Goal:
Please extract the lines of the records below without any change, starting at the line that contains "the sky, each" and stopping after the line that contains "column 117, row 179".

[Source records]

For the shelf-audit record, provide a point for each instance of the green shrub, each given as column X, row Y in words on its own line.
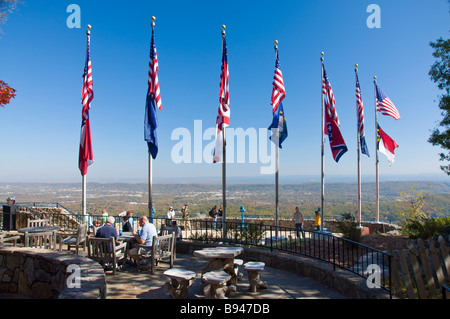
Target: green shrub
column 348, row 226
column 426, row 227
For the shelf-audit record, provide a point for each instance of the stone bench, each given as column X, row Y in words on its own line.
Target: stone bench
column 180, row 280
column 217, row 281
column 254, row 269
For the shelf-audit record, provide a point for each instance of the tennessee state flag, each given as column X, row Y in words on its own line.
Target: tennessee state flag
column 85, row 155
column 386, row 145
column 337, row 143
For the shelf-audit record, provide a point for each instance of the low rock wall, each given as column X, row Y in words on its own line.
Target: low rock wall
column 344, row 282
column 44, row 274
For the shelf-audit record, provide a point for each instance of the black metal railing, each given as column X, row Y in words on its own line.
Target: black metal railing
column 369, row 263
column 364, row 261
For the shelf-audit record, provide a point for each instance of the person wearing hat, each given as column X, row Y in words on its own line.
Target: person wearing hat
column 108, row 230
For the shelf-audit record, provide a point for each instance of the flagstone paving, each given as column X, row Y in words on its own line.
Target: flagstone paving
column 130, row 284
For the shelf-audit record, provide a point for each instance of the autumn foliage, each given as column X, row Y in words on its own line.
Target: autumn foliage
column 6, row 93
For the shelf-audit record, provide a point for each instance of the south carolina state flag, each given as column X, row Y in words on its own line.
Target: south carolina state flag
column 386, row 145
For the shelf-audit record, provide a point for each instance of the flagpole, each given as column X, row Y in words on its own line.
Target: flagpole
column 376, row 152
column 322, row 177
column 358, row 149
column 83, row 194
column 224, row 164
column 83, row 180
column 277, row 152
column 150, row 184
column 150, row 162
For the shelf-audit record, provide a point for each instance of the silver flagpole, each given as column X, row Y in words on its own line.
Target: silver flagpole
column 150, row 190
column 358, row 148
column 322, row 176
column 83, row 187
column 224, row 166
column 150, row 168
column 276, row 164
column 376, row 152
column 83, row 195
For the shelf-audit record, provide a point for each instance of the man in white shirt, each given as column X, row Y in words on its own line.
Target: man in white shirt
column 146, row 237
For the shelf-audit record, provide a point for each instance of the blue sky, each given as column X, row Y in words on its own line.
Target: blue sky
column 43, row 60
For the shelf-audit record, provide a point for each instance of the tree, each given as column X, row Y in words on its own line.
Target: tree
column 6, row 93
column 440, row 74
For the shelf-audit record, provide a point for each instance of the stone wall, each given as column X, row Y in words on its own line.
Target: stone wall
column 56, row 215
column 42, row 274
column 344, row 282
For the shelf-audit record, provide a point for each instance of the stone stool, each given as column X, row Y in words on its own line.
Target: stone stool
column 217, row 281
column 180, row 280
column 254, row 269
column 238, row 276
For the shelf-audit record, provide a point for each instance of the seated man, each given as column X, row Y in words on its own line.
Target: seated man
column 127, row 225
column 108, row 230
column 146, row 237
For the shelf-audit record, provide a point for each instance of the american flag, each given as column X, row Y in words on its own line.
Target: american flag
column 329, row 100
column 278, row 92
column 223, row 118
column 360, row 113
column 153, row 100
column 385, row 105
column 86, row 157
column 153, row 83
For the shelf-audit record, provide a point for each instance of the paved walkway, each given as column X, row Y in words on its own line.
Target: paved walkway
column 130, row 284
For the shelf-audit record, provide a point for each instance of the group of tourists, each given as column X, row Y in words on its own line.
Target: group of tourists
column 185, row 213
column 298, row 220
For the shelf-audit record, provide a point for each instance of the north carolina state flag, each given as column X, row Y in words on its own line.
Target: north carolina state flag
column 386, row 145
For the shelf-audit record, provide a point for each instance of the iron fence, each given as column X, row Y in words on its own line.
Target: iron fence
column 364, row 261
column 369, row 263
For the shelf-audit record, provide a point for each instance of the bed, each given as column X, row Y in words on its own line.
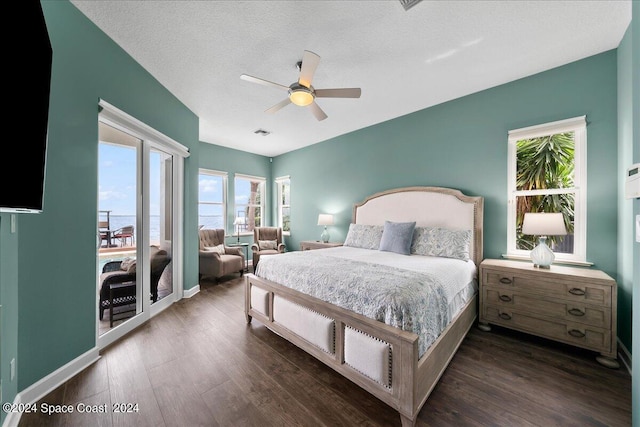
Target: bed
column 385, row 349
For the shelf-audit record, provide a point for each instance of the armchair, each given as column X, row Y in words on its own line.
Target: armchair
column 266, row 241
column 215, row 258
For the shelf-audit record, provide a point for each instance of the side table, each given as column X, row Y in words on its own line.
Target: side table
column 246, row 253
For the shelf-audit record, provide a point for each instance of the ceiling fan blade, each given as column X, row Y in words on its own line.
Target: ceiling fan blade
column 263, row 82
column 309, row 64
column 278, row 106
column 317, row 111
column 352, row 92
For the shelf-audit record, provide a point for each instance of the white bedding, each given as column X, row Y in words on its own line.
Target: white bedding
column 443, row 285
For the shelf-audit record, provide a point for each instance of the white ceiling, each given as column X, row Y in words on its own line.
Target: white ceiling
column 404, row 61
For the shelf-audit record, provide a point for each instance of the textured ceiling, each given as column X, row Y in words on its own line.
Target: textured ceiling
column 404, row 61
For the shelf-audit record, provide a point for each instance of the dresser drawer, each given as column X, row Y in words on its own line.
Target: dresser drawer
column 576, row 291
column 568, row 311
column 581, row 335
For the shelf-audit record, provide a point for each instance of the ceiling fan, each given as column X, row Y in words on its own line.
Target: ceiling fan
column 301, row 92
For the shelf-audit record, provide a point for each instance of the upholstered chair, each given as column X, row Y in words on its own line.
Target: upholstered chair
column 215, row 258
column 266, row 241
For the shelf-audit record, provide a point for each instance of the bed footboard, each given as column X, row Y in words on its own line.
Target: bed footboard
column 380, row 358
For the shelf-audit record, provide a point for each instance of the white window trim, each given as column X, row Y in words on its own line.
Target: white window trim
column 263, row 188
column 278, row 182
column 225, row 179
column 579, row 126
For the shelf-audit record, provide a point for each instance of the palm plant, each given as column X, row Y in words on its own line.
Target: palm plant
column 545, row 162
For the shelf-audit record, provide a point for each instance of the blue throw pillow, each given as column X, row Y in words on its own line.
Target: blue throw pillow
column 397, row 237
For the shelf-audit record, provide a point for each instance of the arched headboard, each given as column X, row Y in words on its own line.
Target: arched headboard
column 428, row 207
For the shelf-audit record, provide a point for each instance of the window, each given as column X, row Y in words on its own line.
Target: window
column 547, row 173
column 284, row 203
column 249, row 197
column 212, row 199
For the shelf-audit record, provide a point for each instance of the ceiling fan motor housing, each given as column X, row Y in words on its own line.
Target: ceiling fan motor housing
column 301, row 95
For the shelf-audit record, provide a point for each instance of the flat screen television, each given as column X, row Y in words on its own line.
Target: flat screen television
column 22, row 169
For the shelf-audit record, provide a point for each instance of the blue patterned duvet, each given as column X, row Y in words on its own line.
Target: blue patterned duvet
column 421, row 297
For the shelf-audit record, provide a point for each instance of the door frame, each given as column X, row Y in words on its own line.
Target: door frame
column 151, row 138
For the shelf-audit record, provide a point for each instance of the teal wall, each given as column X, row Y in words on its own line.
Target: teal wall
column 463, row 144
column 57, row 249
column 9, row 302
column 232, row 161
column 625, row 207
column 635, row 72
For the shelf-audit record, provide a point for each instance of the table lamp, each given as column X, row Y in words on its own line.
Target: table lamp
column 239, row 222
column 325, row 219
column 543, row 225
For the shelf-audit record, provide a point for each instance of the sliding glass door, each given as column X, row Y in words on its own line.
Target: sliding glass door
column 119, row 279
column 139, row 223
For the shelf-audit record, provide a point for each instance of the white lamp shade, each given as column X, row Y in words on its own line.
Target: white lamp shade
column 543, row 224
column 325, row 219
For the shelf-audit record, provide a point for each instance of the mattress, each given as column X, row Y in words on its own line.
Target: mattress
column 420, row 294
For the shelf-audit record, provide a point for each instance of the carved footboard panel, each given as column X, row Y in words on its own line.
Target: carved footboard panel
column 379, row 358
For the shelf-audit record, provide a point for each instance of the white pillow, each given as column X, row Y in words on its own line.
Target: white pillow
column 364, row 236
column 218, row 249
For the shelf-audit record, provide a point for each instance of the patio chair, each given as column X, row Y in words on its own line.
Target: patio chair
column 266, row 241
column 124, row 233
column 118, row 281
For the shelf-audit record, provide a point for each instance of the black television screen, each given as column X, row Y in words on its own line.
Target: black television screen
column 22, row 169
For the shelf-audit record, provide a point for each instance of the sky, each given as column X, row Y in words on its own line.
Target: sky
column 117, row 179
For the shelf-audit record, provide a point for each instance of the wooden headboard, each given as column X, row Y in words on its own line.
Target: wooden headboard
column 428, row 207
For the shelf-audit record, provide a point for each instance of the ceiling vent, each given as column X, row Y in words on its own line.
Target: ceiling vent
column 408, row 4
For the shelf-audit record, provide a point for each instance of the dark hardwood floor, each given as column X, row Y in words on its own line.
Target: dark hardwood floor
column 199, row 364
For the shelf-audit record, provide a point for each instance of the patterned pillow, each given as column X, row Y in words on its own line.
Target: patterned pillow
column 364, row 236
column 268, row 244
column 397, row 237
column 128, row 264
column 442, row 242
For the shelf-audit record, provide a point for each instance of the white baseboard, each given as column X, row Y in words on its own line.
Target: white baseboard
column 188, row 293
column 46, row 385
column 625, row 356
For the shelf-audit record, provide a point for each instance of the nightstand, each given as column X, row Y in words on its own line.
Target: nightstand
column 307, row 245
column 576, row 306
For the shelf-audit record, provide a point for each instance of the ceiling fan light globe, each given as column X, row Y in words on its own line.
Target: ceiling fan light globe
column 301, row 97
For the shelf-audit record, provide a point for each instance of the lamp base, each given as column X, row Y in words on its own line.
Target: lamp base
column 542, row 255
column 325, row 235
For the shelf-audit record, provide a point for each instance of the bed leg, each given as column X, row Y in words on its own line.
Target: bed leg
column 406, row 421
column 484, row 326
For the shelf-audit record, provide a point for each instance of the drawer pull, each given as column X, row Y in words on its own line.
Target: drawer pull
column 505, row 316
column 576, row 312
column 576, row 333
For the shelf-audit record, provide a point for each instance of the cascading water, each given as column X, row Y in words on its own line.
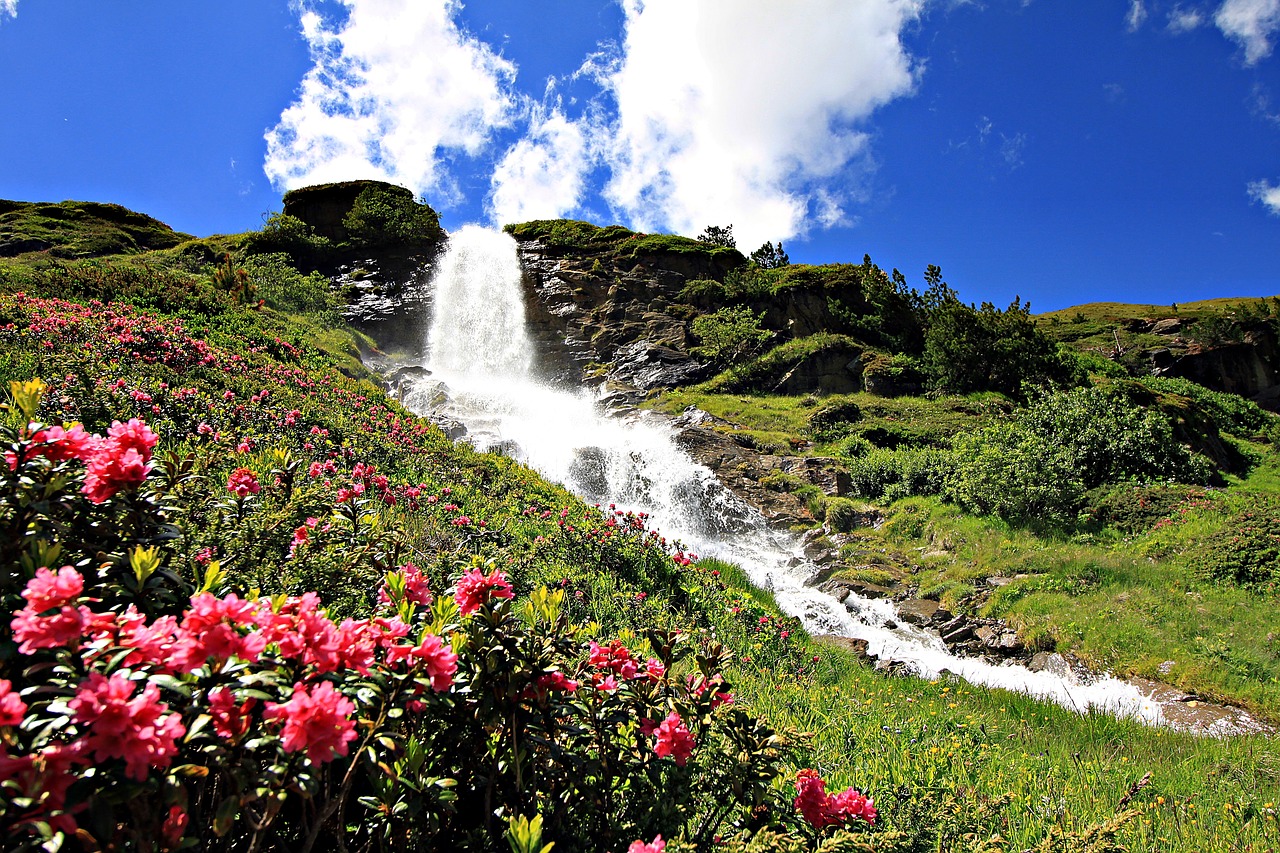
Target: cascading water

Task response:
For the shelf-audit record, provide a point for each instance of the sky, each given as column X, row Y in words on its own line.
Target: sky
column 117, row 179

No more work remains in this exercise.